**CONSIGNES**
• 1. Dans le compte rendu du roman, renvoyez tel quel le passage qui commence aux mots « LES INTÉRÊTS SUPÉRIEURS. » et s'arrête après « ce roman, interpelle. ».
• 2. D'après le compte rendu du roman, quelles études Nesrine suit-elle, et dans quel établissement ?

**TEXTE SOURCE**
:::

VIE POLITIQUE- BIBLIOTHEQUE D’ALMANACH-
ROMAN ABDELKADER HAMMOUCHE- « LES INTÉRÊTS SUPÉRIEURS »
LES INTÉRÊTS SUPÉRIEURS. Roman de Abdelkader Hammouche. Editions Barkat, Alger
2018, 400 dinars,170 pages
Une histoire qui est située durant les années
90 lorsque les « services » (la Sm) étaient
encore tout puissants, faisant et défaisant les carrières et même, dit-on, la
vie. Par la suite, on a bien eu une « restructuration » mais comme
il est plus facile de restructurer les
organisations que de transformer mes comportements ,
les mentalités et les images, on comprend aisément pourquoi un tel sujet, à
travers ce roman, interpelle.
C’est donc l’histoire d’une charmante et
dynamique jeune de vingt-trois ans, Nesrine,
« née algérienne et musulmane », qui n’a jamais enfreint la loi et
qui aime son pays, vivant à Alger,
étudiante en langues à l’Usthb, mannequin à
l’occasion et collaboratrice (à mi-temps) d’une association caritative pour
arrondir les fins de mois et payer son loyer, vivant loin de ses parents,
fiancé à un étranger (la source des futurs ennuis ). .....Mais, mais, voilà donc que des
individus (s’étant déclarés de services de sécurité (la Sm ?) , l’enlèvent en pleine cité et lui
« imposent » un chantage ... « au nom « des
intérêts supérieurs du pays » : soit « travailler » avec
eux...dans une ambassade étrangère , à l’étranger (c‘est tout dire du type de
travail qui lui sera imposé...en plus de la « récolte »

:::

**ENTRÉES**
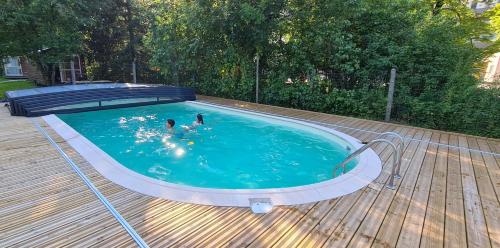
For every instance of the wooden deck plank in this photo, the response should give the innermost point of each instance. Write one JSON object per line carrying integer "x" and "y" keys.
{"x": 433, "y": 229}
{"x": 488, "y": 197}
{"x": 477, "y": 233}
{"x": 387, "y": 235}
{"x": 369, "y": 211}
{"x": 323, "y": 231}
{"x": 455, "y": 231}
{"x": 411, "y": 230}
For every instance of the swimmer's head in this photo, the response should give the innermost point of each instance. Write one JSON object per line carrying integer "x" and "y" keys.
{"x": 170, "y": 123}
{"x": 199, "y": 119}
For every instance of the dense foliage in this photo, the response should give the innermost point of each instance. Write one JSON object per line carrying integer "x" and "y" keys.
{"x": 329, "y": 56}
{"x": 334, "y": 56}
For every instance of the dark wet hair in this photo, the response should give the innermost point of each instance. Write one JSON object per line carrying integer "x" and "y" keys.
{"x": 171, "y": 122}
{"x": 199, "y": 117}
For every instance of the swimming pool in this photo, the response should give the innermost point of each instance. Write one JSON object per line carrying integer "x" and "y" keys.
{"x": 237, "y": 155}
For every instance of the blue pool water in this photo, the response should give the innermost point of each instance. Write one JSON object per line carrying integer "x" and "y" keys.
{"x": 232, "y": 150}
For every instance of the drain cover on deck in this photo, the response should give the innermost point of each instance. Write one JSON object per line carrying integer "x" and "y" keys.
{"x": 260, "y": 205}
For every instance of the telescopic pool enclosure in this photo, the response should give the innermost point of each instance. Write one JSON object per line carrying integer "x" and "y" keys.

:::

**CORRIGÉ**
• 1.
LES INTÉRÊTS SUPÉRIEURS. Roman de Abdelkader Hammouche. Editions Barkat, Alger
2018, 400 dinars,170 pages
Une histoire qui est située durant les années
90 lorsque les « services » (la Sm) étaient
encore tout puissants, faisant et défaisant les carrières et même, dit-on, la
vie. Par la suite, on a bien eu une « restructuration » mais comme
il est plus facile de restructurer les
organisations que de transformer mes comportements ,
les mentalités et les images, on comprend aisément pourquoi un tel sujet, à
travers ce roman, interpelle.

• 2. Elle étudie les langues à l'Usthb.